:: Recorded information ::

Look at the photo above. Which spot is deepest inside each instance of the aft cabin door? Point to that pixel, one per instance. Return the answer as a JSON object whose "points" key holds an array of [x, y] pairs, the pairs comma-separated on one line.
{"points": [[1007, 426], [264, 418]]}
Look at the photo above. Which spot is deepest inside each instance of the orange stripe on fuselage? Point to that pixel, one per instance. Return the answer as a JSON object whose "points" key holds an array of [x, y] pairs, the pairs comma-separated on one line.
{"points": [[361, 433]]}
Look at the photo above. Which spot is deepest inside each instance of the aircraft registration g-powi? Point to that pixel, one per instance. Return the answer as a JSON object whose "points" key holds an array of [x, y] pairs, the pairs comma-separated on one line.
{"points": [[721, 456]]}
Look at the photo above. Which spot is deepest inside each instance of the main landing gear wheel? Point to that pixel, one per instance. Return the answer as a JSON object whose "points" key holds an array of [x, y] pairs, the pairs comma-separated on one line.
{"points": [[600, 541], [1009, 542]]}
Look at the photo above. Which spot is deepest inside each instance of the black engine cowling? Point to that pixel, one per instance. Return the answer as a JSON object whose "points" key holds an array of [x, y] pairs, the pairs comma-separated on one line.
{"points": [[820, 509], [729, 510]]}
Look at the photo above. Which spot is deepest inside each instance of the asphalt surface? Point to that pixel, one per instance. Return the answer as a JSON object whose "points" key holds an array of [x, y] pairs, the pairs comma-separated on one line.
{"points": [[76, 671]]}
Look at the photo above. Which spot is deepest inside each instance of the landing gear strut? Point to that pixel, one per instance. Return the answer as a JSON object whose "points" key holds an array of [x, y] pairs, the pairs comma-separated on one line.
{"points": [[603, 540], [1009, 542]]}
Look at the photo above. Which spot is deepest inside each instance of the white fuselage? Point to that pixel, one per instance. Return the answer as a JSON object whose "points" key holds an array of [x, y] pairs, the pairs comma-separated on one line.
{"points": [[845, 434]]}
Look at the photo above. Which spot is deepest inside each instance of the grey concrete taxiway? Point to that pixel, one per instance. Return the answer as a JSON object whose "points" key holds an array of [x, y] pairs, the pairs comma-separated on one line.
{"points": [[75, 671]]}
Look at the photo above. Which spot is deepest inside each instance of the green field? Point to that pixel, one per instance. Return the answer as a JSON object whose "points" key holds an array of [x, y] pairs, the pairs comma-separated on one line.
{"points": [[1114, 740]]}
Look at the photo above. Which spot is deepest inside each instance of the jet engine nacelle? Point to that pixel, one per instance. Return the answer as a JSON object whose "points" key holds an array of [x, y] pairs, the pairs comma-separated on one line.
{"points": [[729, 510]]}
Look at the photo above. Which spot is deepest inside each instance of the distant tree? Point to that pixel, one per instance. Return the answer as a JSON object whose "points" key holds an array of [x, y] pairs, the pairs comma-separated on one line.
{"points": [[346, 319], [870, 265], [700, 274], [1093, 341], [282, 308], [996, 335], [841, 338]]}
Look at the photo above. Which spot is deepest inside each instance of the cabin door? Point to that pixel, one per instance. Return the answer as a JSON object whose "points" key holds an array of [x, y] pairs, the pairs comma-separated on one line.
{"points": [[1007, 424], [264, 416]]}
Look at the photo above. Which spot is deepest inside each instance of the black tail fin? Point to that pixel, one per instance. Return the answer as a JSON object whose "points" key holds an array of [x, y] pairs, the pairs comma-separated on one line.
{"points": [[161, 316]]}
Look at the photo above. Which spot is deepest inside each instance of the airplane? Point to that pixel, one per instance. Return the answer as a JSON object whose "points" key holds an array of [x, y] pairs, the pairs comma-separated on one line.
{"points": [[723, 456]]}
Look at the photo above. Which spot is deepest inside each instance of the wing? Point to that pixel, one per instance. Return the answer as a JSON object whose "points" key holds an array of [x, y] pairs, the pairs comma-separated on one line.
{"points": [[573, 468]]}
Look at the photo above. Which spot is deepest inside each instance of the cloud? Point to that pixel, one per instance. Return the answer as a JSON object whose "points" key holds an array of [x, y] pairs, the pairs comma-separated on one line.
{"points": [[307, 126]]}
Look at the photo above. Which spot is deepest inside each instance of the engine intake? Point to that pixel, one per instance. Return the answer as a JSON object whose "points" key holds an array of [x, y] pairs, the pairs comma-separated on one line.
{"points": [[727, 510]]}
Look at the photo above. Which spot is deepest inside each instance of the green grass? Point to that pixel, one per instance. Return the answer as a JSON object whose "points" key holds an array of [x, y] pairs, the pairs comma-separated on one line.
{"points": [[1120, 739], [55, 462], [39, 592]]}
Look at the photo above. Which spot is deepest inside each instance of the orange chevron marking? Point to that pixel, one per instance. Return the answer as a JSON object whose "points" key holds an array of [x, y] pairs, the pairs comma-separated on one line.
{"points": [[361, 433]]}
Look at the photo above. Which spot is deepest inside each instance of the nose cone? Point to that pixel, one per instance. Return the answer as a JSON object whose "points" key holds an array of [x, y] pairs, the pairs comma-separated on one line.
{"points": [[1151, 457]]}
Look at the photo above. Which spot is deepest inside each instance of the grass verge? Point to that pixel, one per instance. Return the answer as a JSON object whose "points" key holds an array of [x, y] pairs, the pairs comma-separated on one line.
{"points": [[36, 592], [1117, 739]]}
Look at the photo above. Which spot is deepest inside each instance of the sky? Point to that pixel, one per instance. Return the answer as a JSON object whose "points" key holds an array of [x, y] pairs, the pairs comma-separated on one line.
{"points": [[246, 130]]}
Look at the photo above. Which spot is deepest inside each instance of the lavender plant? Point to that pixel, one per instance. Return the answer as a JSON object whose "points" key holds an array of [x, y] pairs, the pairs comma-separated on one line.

:::

Exercise requirements:
Write out again every line of the entries from the line containing "of the nose" through the end of the entries, leaving the wording unchanged but shifting each coordinate in the answers up by 135.

Solved exercise:
Look at the photo above. Which spot is deepest inside each instance of the nose cone? Point to that pixel, one per instance. Return the answer as a JSON object whose "points" key holds an array of [x, y] pairs, the pairs comma-separated on one line.
{"points": [[1286, 592]]}
Look at the photo above. Which spot is deepest inside each instance of the grass verge? Point to that pixel, one per instance. Return the answer as a JSON object whose "points" key holds an array of [x, y] pairs, the pairs comma-separated on one line.
{"points": [[171, 727], [1252, 874]]}
Look at the photo above. Which spot is deepest inside each instance of the sky? Point to that pixel, one per instance. Return the answer as a JSON object whose "points" key holds an array of [x, y] pairs, the pairs comma-separated on one line.
{"points": [[381, 265]]}
Look at the photo above. Which spot is deepest inside each instance of the lavender plant? Point to that pixel, one per instance. Return the answer as a JSON object whose "points" key holds an array of [x, y] pairs, the pairs comma-separated on one line.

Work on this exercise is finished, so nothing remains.